— BEGIN READING TEXT —

For Roland, his purgatory and Limbo is the Mohaine Desert and the splitting of his mind after the death of Jake Chambers. This is due to the fact that up until that period of the Cycle, Roland had never let Jake fall. This time, for whatever reason, he let Jake fall and the boy died in Midworld and was reborn in New York once more, but with the knowledge that he had already died.
In the Matrix: Revolutions, in the battle dubbed the SuperBurly Brawl, Both Neo and Agent Smith tangle high above the city and spin each other while fighting this creates the yin and yang symbol that both men come to embody physically. Smith, however, had realized that this had happened before, in the opening sequence of the Matrix: Reloaded. He says to the copy Smith, "Everything's happening like before," but then the original Smith says, "well, not exactly like before," meaning that this time Smith has done something different in the scheme.

Monday, August 22, 2005

The Stories that Connect

Here is the list of stories and novels that tie into the Dark Tower series.
Eyes of the Dragon (Look for Flagg)
The Stand
'Salem's Lot
Everything's Eventual (The Little Sisters of Eluria and Everything's Eventual)
Black House & The Talisman
Desperation & The Regulators
Hearts in Atlantis (specifically Low Men in Yellow Coats)

— END READING TEXT —

SHORT EXERCISE 1: Print everything in the rows from the line containing "the old boiler" down to the line containing "<point>299,209</point>", both of those lines included.
The rows that come next are unrelated to the Dark Tower text.

— BEGIN RECORDS SHOWN —

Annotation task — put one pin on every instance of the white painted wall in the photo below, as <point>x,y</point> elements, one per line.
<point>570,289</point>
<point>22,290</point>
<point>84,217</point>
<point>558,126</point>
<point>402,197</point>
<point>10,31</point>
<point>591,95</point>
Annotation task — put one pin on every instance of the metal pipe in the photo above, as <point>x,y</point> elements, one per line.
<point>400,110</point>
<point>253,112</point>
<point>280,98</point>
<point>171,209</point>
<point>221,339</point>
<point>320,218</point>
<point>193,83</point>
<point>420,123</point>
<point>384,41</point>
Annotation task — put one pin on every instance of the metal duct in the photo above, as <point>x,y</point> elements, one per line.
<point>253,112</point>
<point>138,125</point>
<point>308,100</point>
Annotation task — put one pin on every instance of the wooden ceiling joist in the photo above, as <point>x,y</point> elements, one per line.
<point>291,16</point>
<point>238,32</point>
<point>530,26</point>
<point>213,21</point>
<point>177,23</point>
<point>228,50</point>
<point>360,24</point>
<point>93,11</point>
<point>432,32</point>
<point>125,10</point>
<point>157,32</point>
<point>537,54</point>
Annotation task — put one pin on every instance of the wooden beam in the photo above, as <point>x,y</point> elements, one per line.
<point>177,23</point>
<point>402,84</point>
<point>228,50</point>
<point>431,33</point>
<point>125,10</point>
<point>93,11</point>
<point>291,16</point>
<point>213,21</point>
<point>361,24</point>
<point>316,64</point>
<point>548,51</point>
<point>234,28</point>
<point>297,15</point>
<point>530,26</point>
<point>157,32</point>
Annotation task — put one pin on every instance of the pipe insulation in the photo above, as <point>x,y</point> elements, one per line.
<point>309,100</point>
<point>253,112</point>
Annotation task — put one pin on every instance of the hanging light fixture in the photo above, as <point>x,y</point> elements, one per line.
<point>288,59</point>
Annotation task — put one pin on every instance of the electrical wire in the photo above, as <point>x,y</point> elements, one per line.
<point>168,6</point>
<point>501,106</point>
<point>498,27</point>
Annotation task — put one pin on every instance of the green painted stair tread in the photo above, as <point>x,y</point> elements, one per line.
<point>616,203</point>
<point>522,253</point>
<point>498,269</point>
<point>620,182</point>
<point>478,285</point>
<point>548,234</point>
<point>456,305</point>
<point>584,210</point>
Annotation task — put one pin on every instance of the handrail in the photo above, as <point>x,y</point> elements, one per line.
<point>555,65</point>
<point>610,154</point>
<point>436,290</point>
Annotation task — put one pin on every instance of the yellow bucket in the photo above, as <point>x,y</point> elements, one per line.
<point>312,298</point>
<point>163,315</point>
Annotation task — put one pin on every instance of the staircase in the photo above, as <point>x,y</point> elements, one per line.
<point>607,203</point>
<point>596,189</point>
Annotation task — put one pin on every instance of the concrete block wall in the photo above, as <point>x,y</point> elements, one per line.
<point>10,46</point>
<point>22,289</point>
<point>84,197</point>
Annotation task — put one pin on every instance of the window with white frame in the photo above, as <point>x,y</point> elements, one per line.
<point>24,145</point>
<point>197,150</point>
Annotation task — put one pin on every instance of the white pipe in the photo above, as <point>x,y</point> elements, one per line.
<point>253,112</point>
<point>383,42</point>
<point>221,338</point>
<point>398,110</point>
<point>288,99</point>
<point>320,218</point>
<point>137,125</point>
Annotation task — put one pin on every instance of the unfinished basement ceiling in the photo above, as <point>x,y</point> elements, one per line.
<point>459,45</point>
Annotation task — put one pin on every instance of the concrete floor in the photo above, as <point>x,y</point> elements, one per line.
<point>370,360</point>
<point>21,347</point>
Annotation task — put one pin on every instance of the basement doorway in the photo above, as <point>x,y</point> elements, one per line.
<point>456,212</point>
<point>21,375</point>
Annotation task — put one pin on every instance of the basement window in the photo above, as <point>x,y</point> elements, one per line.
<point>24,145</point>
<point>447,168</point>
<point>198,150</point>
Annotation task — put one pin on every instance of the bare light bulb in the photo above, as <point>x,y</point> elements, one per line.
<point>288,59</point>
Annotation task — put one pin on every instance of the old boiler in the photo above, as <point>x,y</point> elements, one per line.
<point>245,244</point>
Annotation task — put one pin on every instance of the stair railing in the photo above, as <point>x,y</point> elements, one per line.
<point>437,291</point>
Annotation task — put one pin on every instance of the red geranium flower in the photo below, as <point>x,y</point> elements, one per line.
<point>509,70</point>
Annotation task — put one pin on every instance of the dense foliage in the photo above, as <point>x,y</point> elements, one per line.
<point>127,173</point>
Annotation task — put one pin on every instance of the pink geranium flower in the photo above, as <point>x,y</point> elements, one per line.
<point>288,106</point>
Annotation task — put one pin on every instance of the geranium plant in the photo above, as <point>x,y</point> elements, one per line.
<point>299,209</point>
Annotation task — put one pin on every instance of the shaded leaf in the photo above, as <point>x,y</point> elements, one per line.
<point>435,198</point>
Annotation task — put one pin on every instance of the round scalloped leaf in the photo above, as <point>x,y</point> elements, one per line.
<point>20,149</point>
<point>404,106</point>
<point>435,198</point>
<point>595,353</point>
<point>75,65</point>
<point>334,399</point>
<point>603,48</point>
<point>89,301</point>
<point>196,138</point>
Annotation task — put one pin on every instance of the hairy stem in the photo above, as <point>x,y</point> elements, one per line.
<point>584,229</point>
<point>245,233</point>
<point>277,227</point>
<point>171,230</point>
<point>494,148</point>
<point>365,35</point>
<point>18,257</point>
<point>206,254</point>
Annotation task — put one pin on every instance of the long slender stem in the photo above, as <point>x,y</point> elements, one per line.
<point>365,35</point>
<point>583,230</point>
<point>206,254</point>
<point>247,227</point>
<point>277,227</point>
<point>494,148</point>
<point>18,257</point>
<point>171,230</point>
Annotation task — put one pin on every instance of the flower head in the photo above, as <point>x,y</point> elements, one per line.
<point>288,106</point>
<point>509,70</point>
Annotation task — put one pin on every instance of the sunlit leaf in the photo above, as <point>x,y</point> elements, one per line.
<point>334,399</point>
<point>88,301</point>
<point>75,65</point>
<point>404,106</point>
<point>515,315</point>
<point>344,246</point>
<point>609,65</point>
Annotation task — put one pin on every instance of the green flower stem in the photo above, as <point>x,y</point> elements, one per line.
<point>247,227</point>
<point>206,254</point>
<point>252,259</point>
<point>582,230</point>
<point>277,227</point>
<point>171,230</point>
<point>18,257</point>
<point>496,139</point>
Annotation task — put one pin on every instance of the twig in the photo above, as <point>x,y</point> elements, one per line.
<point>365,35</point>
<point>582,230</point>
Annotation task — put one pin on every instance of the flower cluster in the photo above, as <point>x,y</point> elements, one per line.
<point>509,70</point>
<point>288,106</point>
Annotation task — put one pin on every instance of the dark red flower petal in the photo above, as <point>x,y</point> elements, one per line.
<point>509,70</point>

— END RECORDS SHOWN —

SHORT EXERCISE 2: Pick up the Dark Tower text right after its last line and keep it going.

TASK RESULT 1:
Annotation task — put one pin on every instance of the old boiler in the photo above, as <point>x,y</point> elements, one per line.
<point>245,244</point>
Annotation task — put one pin on every instance of the stair railing in the photo above, as <point>x,y</point> elements, one per line.
<point>437,291</point>
Annotation task — put one pin on every instance of the red geranium flower in the photo below, as <point>x,y</point> elements, one per line.
<point>509,70</point>
Annotation task — put one pin on every instance of the dense foliage in the photo above, as <point>x,y</point> elements, one per line.
<point>127,173</point>
Annotation task — put one pin on every instance of the pink geranium flower in the photo above, as <point>x,y</point> elements, one per line.
<point>288,106</point>
Annotation task — put one pin on every instance of the geranium plant in the photo above, as <point>x,y</point> elements, one per line.
<point>299,209</point>

TASK RESULT 2:
From a Buick 8
Bag of Bones
Rose Madder
Skeleton Crew-The Mist

Basically you would need to start with The Little Sisters of Eluria, one of the first of Roland's adventures in Midworld. The next would be Desperation because it takes place in the Desatoya Mountains of Nevada, where Roland was during the Little Sisters story. Next would be The Gunslinger and Bag of Bones. The Drawing of the Three followed by Eyes of the Dragon, next the Stand followed by The Wastelands, Rose Madder, and then Wizard and Glass. After Wizard and Glass, The Mist, Black House (the Talisman isn't really that important), Insomnia, It, and From a Buick 8. Salem's Lot, then Wolves of the Calla, Song of Susannah, Everything's Eventual, and finally the Dark Tower.
That would be a pretty safe bet. However, you don't have to read all the books to read the cycle, they just add in details as to say, why Topeka, Kansas is devasted but has a Takuro Spirit instead of a different name brand car, or why there is no Coke-Cola but instead there's Nozz-a-La Cola. Thinnies have spread throughout King's worlds and they are beginning to overlap in the Dark Tower series.

A Brief Look

When I first began reading the Dark Tower I realized that King was drawing from sources unknown to my twelve year old mind. It would be later on, after studying on my own the works of Joseph Campbell and the religions of the world that I began to see the immensity of the work King was producing. Joseph Campbell, in his work The Hero with a Thousand Faces, that,
"This popular motif gives emphasis to the lesson that the passage of the threshold is a form of self-annihilation...But here, instead of passing outward, beyond the confines of the visible world, the hero goes inward, to be born again."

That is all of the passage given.